Back at the start of 2018, I reviewed several copyright bills pending before Congress and tried to predict which legislation might move forward this year. As we hit the mid-year mark and the legislative days remaining on the Congressional calendar dwindle, it makes sense to revisit these bills with an eye toward what may or may not move forward in the coming weeks and months.

H.R. 5447 and S. 2823, Music Modernization Act

Status Update: Music Modernization Act of 2018 Becomes Law

In January, I made the bold prediction that the bill “most likely to move forward in 2018 is actually one that wasn’t introduced until the end of 2017,” called the Music Modernization Act (MMA).

The MMA combines the previously introduced Music Modernization Act (MMA) of 2017, CLASSICS Act, and the AMP Act, and will, among other things, result in the most significant improvement of music copyright law in more than a generation. When passed, the bill will make it easier for creators across the music industry to earn a fair living through their creativity and will positively impact how music is licensed. It will enable legacy artists (who recorded music before 1972) to be paid royalties when their music is played on digital radio, and provide a consistent legal process for studio professionals – including record producers and engineers – to receive royalties for their contributions to music that they help to create.

The MMA has made its way through Congress steadily throughout 2018. There have been several bumps along the way, resulting in changes to the bill in the spirit of compromise, but none of these obstacles have proven fatal. Ultimately, the many diverse supporters in the music and technology industries, academia and the public continue to push Congress to repair a music ecosystem in need of fixing.

The diversity and breadth of support for the bill is so unheralded that it has resulted in unanimous passage in every instance it has been considered by Congress. Here’s a look at the timeline:

  • In April, the bill flew through the House Judiciary Committee by a vote of 32-0.
  • Riding that wave of support, two weeks later, the bill then passed the House of Representatives by a monumental 415-0 vote.
  • From there, it moved to the Senate, where it was considered along with its Senate counterpart S. 2823 by the Senate Judiciary Committee, which (following a May 15 hearing) passed a manager’s amendment to the bill by a unanimous voice vote in June. During the vote, a few issues were raised by Senate Judiciary Committee members that have now been, or are in the process of being, addressed by the stakeholders. While some of the issues are significant, as of the writing of this blog, most were either resolved or on a trajectory to being resolved in the coming days or weeks.

## DATASET RECORDS
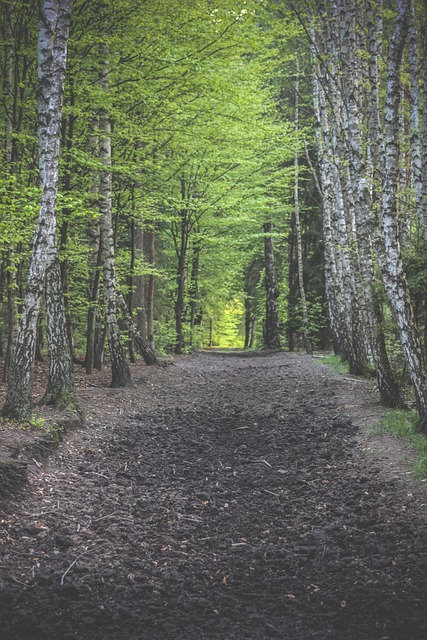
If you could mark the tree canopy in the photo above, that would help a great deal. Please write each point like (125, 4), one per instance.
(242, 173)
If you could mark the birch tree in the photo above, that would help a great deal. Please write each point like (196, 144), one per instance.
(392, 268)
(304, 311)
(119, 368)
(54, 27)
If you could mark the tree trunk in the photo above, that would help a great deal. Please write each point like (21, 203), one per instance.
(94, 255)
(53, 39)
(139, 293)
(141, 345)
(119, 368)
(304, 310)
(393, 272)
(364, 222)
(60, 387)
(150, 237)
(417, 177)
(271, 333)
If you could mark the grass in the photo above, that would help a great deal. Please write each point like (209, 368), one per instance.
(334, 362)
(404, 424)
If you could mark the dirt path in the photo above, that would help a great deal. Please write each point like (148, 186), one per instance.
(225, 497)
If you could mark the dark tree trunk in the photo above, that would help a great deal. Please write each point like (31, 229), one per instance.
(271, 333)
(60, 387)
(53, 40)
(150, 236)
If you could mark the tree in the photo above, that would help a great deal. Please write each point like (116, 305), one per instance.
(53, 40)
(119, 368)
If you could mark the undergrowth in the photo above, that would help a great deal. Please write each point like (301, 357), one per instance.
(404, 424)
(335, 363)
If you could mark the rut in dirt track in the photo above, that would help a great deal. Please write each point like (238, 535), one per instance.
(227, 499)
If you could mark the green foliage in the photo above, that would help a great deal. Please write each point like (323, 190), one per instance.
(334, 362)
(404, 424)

## LIST OF TASKS
**a)** Starting at the line of the records that contains "If you could mark the dark" and ending with the last line of the records, reproduce every line, requests included. Raise each coordinate in the answers by 77, leaving the requests and their sample formats unchanged.
**b)** Extend the post about pending copyright bills in Congress, picking up right after its last sentence.

## FINAL ANSWERS
**a)**
If you could mark the dark tree trunk in the photo above, that would help a great deal. Please write each point like (31, 229), one per instance.
(348, 410)
(137, 464)
(130, 117)
(227, 313)
If you could mark the tree in the photo above, that would help a great deal. Please write each point like (116, 305), one per instance.
(130, 117)
(196, 445)
If you could mark the undergrowth in the photo above, that would help a great deal. Please write each point like (301, 357), one per instance.
(481, 501)
(412, 440)
If you could mark the rut in dirt track in the photo above, that would help a great deal. Please write each point like (238, 535), one per instance.
(304, 576)
If you could mark the green foliage in the photo above, that would help a great deal. Please write each point like (323, 190), one per instance.
(411, 439)
(481, 501)

**b)**
The bill continues to move toward a floor vote. With close to 50 Senate co-sponsors and more likely to join, it seems certain the full Senate will pass a revised version of the MMA when given the opportunity.

Because this legislation is different than the version that passed the House, if the Senate passes the revised bill, the bill must go back to the House for a vote. Given the results when the bill was first considered by the House, it seems certain that it will pass the House and then land on the President’s desk to be signed into law at some point later this year.

H.R 1695 and S. 1010, the Register of Copyrights Selection and Accountability Act of 2017

Status: Slow Progress

In April 2017, the House passed H.R. 1695, the Register of Copyrights Selection and Accountability Act of 2017, a bill that would make the Register of Copyrights a presidential appointee confirmable by the Senate, by an overwhelming 378-48 vote. At the time, this was a significant accomplishment, as it represented the most substantive, stand-alone copyright bill to pass through the House in a decade (since the PRO-IP Act, which passed in 2008). Of course, now this feat is somewhat less impressive when compared to the tremendous support received for the MMA in the House.

After passing the House, H.R. 1695 headed to the Senate for approval where it was joined by companion bill S. 1010. Instead of being referred to the Senate Judiciary Committee, where virtually all copyright bills are sent, the bill was referred to the Senate Rules Committee. The Rules Committee rarely considers legislation relating to copyright or the U.S. Copyright Office, and therefore there was a significant learning curve for the Committee staff that took up most of the second half of 2017. At the same time, the Librarian agreed to pause her search for the next Register while Congress considers the legislation.

In April, the Rules Committee was continuing to consider the bill when Senator Thad Cochran, who chaired the Senate Appropriations Committee, retired. This sent a ripple through Congress that would result in Senator Shelby moving from the Chairman of the Senate Rules Committee to become Chairman of the Senate Appropriations Committee, and Senator Blunt taking his place as the new Chairman of the Senate Rules Committee. As with any change in leadership, it takes time for the new Chairman and the Committee staff to get up to speed. But now, with staff in place and several months to consider the bill, it appears that that S. 1010 is primed to move forward by the Committee. Accordingly, time permitting, the Committee may act on the bill later this summer, and hopefully the full Senate can consider and pass the bill before the end of the year.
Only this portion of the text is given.